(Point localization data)
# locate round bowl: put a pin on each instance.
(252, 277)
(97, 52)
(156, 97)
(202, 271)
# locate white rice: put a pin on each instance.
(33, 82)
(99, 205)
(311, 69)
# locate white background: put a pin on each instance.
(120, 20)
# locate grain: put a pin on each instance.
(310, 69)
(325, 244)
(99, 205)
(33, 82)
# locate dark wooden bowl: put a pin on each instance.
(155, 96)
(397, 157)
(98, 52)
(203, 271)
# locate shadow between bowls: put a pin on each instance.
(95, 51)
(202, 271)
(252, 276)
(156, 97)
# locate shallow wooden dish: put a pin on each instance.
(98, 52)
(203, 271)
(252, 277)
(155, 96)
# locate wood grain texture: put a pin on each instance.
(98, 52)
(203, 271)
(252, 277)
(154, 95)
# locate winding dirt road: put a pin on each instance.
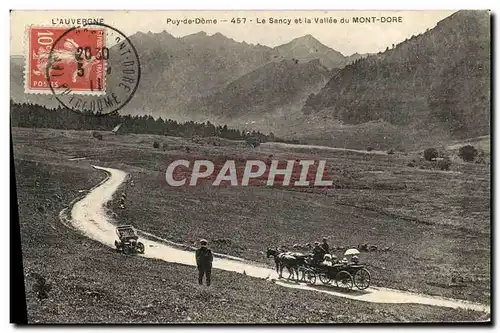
(89, 217)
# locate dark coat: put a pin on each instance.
(204, 257)
(318, 253)
(326, 247)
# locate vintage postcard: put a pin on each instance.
(251, 166)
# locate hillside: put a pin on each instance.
(438, 79)
(308, 48)
(262, 92)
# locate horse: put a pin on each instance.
(291, 260)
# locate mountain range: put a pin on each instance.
(438, 81)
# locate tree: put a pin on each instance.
(430, 154)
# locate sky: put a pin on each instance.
(347, 38)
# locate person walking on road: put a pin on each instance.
(204, 260)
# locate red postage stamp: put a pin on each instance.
(62, 58)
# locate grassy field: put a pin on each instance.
(436, 224)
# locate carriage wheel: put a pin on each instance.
(362, 279)
(324, 278)
(310, 276)
(302, 274)
(344, 280)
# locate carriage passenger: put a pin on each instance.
(327, 260)
(318, 253)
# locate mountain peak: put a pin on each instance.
(307, 39)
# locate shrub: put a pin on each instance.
(97, 135)
(430, 154)
(467, 153)
(412, 164)
(444, 164)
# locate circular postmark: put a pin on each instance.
(93, 69)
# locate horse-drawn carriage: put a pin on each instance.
(346, 274)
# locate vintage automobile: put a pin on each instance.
(128, 242)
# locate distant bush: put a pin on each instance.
(467, 153)
(430, 154)
(97, 135)
(444, 164)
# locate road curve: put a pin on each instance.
(89, 216)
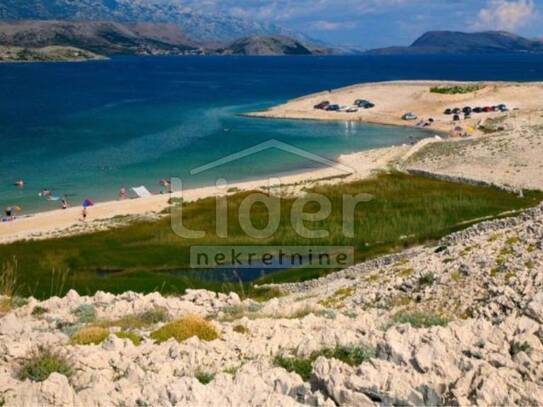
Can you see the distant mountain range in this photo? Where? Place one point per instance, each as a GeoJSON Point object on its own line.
{"type": "Point", "coordinates": [453, 42]}
{"type": "Point", "coordinates": [111, 38]}
{"type": "Point", "coordinates": [201, 27]}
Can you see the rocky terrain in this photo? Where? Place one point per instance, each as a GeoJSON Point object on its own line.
{"type": "Point", "coordinates": [105, 38]}
{"type": "Point", "coordinates": [457, 323]}
{"type": "Point", "coordinates": [46, 54]}
{"type": "Point", "coordinates": [455, 42]}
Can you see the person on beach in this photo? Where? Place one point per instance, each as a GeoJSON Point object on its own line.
{"type": "Point", "coordinates": [45, 193]}
{"type": "Point", "coordinates": [165, 186]}
{"type": "Point", "coordinates": [122, 193]}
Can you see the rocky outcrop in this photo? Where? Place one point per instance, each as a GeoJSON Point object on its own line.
{"type": "Point", "coordinates": [460, 323]}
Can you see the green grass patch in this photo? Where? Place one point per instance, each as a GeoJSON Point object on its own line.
{"type": "Point", "coordinates": [456, 90]}
{"type": "Point", "coordinates": [419, 319]}
{"type": "Point", "coordinates": [149, 256]}
{"type": "Point", "coordinates": [39, 366]}
{"type": "Point", "coordinates": [204, 377]}
{"type": "Point", "coordinates": [138, 321]}
{"type": "Point", "coordinates": [89, 335]}
{"type": "Point", "coordinates": [351, 355]}
{"type": "Point", "coordinates": [131, 336]}
{"type": "Point", "coordinates": [185, 328]}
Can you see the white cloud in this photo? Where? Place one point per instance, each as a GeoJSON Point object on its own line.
{"type": "Point", "coordinates": [505, 14]}
{"type": "Point", "coordinates": [324, 25]}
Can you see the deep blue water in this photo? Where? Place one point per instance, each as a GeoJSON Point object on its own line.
{"type": "Point", "coordinates": [84, 129]}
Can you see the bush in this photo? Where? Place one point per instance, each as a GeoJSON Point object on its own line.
{"type": "Point", "coordinates": [427, 279]}
{"type": "Point", "coordinates": [90, 335]}
{"type": "Point", "coordinates": [420, 319]}
{"type": "Point", "coordinates": [17, 302]}
{"type": "Point", "coordinates": [300, 366]}
{"type": "Point", "coordinates": [85, 313]}
{"type": "Point", "coordinates": [41, 364]}
{"type": "Point", "coordinates": [240, 329]}
{"type": "Point", "coordinates": [142, 320]}
{"type": "Point", "coordinates": [204, 377]}
{"type": "Point", "coordinates": [455, 90]}
{"type": "Point", "coordinates": [134, 338]}
{"type": "Point", "coordinates": [39, 311]}
{"type": "Point", "coordinates": [351, 355]}
{"type": "Point", "coordinates": [184, 328]}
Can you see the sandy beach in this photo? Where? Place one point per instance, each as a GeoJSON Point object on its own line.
{"type": "Point", "coordinates": [59, 222]}
{"type": "Point", "coordinates": [393, 99]}
{"type": "Point", "coordinates": [508, 155]}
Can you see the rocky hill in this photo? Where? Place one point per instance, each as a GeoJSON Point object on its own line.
{"type": "Point", "coordinates": [46, 54]}
{"type": "Point", "coordinates": [259, 45]}
{"type": "Point", "coordinates": [458, 323]}
{"type": "Point", "coordinates": [452, 42]}
{"type": "Point", "coordinates": [188, 16]}
{"type": "Point", "coordinates": [107, 38]}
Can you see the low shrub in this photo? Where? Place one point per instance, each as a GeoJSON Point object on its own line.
{"type": "Point", "coordinates": [263, 294]}
{"type": "Point", "coordinates": [134, 338]}
{"type": "Point", "coordinates": [41, 364]}
{"type": "Point", "coordinates": [141, 320]}
{"type": "Point", "coordinates": [517, 347]}
{"type": "Point", "coordinates": [204, 377]}
{"type": "Point", "coordinates": [351, 355]}
{"type": "Point", "coordinates": [455, 90]}
{"type": "Point", "coordinates": [419, 319]}
{"type": "Point", "coordinates": [17, 302]}
{"type": "Point", "coordinates": [184, 328]}
{"type": "Point", "coordinates": [85, 313]}
{"type": "Point", "coordinates": [39, 311]}
{"type": "Point", "coordinates": [301, 366]}
{"type": "Point", "coordinates": [426, 280]}
{"type": "Point", "coordinates": [90, 335]}
{"type": "Point", "coordinates": [241, 329]}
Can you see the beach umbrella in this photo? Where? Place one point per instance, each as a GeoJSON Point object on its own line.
{"type": "Point", "coordinates": [87, 202]}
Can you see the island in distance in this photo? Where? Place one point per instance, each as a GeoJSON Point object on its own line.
{"type": "Point", "coordinates": [454, 42]}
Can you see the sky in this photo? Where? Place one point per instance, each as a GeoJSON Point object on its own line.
{"type": "Point", "coordinates": [377, 23]}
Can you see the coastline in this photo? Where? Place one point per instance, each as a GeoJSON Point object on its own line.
{"type": "Point", "coordinates": [58, 222]}
{"type": "Point", "coordinates": [513, 168]}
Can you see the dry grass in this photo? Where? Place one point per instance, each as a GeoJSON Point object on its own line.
{"type": "Point", "coordinates": [90, 335]}
{"type": "Point", "coordinates": [184, 328]}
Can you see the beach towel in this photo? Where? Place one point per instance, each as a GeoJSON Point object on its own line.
{"type": "Point", "coordinates": [141, 192]}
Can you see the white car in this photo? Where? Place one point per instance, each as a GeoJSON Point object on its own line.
{"type": "Point", "coordinates": [409, 116]}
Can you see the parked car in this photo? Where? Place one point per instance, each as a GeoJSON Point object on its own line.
{"type": "Point", "coordinates": [409, 116]}
{"type": "Point", "coordinates": [364, 104]}
{"type": "Point", "coordinates": [321, 105]}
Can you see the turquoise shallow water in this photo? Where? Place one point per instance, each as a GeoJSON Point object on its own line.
{"type": "Point", "coordinates": [85, 129]}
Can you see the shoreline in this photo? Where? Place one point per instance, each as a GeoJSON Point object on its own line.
{"type": "Point", "coordinates": [59, 222]}
{"type": "Point", "coordinates": [462, 158]}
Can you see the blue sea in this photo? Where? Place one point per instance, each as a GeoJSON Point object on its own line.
{"type": "Point", "coordinates": [84, 129]}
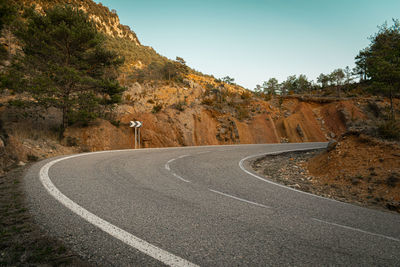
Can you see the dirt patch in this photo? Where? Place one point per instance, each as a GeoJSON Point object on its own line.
{"type": "Point", "coordinates": [366, 168]}
{"type": "Point", "coordinates": [345, 179]}
{"type": "Point", "coordinates": [22, 243]}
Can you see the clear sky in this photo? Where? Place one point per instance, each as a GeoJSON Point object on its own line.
{"type": "Point", "coordinates": [254, 40]}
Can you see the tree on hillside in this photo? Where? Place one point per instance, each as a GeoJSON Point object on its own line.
{"type": "Point", "coordinates": [181, 66]}
{"type": "Point", "coordinates": [258, 89]}
{"type": "Point", "coordinates": [324, 80]}
{"type": "Point", "coordinates": [337, 77]}
{"type": "Point", "coordinates": [65, 65]}
{"type": "Point", "coordinates": [271, 86]}
{"type": "Point", "coordinates": [303, 85]}
{"type": "Point", "coordinates": [7, 15]}
{"type": "Point", "coordinates": [289, 85]}
{"type": "Point", "coordinates": [361, 65]}
{"type": "Point", "coordinates": [348, 75]}
{"type": "Point", "coordinates": [382, 60]}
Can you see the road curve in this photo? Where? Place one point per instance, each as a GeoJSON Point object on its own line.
{"type": "Point", "coordinates": [200, 206]}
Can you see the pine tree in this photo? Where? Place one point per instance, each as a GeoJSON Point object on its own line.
{"type": "Point", "coordinates": [65, 65]}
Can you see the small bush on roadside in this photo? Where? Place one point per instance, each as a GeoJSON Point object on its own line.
{"type": "Point", "coordinates": [156, 108]}
{"type": "Point", "coordinates": [389, 130]}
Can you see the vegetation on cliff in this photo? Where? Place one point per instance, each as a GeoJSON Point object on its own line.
{"type": "Point", "coordinates": [63, 64]}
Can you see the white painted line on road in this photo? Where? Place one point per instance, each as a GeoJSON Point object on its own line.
{"type": "Point", "coordinates": [240, 199]}
{"type": "Point", "coordinates": [358, 230]}
{"type": "Point", "coordinates": [203, 152]}
{"type": "Point", "coordinates": [177, 176]}
{"type": "Point", "coordinates": [129, 239]}
{"type": "Point", "coordinates": [281, 185]}
{"type": "Point", "coordinates": [174, 174]}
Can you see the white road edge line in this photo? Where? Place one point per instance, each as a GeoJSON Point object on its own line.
{"type": "Point", "coordinates": [177, 176]}
{"type": "Point", "coordinates": [281, 185]}
{"type": "Point", "coordinates": [129, 239]}
{"type": "Point", "coordinates": [356, 229]}
{"type": "Point", "coordinates": [240, 199]}
{"type": "Point", "coordinates": [174, 174]}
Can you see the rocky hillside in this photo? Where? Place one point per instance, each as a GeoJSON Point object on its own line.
{"type": "Point", "coordinates": [194, 110]}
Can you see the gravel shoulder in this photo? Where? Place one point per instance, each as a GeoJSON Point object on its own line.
{"type": "Point", "coordinates": [22, 241]}
{"type": "Point", "coordinates": [291, 170]}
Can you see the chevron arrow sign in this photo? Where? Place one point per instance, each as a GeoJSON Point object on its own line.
{"type": "Point", "coordinates": [136, 124]}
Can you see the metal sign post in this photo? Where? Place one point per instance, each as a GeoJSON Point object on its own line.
{"type": "Point", "coordinates": [136, 125]}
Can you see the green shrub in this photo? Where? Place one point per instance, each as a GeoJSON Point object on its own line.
{"type": "Point", "coordinates": [389, 130]}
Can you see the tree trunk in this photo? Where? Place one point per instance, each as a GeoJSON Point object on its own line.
{"type": "Point", "coordinates": [391, 104]}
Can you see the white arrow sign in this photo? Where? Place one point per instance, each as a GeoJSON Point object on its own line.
{"type": "Point", "coordinates": [136, 124]}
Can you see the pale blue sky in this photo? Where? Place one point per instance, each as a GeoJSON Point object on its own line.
{"type": "Point", "coordinates": [254, 40]}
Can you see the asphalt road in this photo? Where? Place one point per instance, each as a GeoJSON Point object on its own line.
{"type": "Point", "coordinates": [201, 206]}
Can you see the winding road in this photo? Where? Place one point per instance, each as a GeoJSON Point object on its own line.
{"type": "Point", "coordinates": [201, 206]}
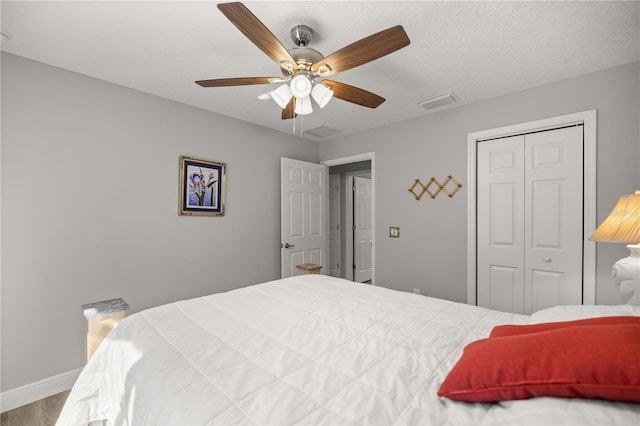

_Directions for this task_
From the line with "Can you see the white arrow" down to the last line of the entries above, set down every line exactly, apart from the pictures.

_Output for this exercise_
Can you see the white arrow sign in this photo? Where? Place one point per instance, each as a GeoJSON Point object on its own line.
{"type": "Point", "coordinates": [136, 124]}
Can you see the pale blue sky in this photo? Where? Place one point per instance, each as a GeoJSON Point object on its own line.
{"type": "Point", "coordinates": [254, 40]}
Can you see the asphalt road in this photo? Where? Place one point per instance, each as a GeoJSON Point object on its own line.
{"type": "Point", "coordinates": [201, 206]}
Can you see the winding road in this photo? Where? Place one point per instance, each as a GeoJSON Point object on its own line.
{"type": "Point", "coordinates": [201, 206]}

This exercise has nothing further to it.